Text provided —
Configuration of a folded chain with 6 contact pairs is depicted in the left panel. Each contact along the chain is marked with different colors. The corresponding circuit topology of the folded chain is shown in the middle panel. The loop pairs are wired in series (S), parallel (P), or cross (X) topology. The inverse parallel topology (P–1) is assumed to be the same as parallel topology (P). Since the arrangement of the contacts is analogous to the arrangement of elements in an electrical circuit, the mathematical framework is dubbed “circuit topology”. The circuit topology entropy of a folded chain configuration with 9-contact pairs is shown in right panel as a function of the series (ns) and parallel (np) topological fractions.[22] Reproduced from ref (22) 2015 with permission from the Royal Society of Chemistry.

Task objective —
Can you rewrite the circuit topology passage between "Configuration of a" and "Society of Chemistry.", inclusive, changing every "folded chain" to "folded polymer"?

Source information —
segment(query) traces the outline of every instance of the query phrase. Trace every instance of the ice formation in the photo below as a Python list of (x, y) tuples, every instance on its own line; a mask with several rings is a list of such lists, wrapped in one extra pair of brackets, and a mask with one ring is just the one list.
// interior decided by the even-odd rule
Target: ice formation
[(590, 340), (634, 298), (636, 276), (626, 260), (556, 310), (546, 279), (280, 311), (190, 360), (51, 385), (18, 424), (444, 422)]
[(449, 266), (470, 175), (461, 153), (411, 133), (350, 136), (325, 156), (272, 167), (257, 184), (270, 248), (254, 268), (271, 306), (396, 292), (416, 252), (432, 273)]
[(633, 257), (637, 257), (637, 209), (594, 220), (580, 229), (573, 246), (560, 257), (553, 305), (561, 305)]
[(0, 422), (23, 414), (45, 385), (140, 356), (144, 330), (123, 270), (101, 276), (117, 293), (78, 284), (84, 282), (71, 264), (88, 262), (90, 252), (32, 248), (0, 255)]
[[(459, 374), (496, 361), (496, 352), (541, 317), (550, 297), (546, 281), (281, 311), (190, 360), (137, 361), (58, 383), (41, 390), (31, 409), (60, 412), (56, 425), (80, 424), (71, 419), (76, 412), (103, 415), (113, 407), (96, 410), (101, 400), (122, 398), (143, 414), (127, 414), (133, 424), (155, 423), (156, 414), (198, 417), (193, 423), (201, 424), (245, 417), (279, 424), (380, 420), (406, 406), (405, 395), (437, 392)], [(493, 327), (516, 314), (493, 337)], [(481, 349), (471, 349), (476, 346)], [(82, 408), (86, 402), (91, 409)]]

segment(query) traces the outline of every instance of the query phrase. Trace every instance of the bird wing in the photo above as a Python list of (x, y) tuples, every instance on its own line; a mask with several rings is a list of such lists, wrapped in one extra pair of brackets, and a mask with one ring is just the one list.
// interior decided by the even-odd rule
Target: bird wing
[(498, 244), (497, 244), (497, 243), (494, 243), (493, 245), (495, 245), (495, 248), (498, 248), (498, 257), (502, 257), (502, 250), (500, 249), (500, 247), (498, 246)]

Answer box —
Configuration of a folded polymer with 6 contact pairs is depicted in the left panel. Each contact along the chain is marked with different colors. The corresponding circuit topology of the folded polymer is shown in the middle panel. The loop pairs are wired in series (S), parallel (P), or cross (X) topology. The inverse parallel topology (P–1) is assumed to be the same as parallel topology (P). Since the arrangement of the contacts is analogous to the arrangement of elements in an electrical circuit, the mathematical framework is dubbed “circuit topology”. The circuit topology entropy of a folded polymer configuration with 9-contact pairs is shown in right panel as a function of the series (ns) and parallel (np) topological fractions.[22] Reproduced from ref (22) 2015 with permission from the Royal Society of Chemistry.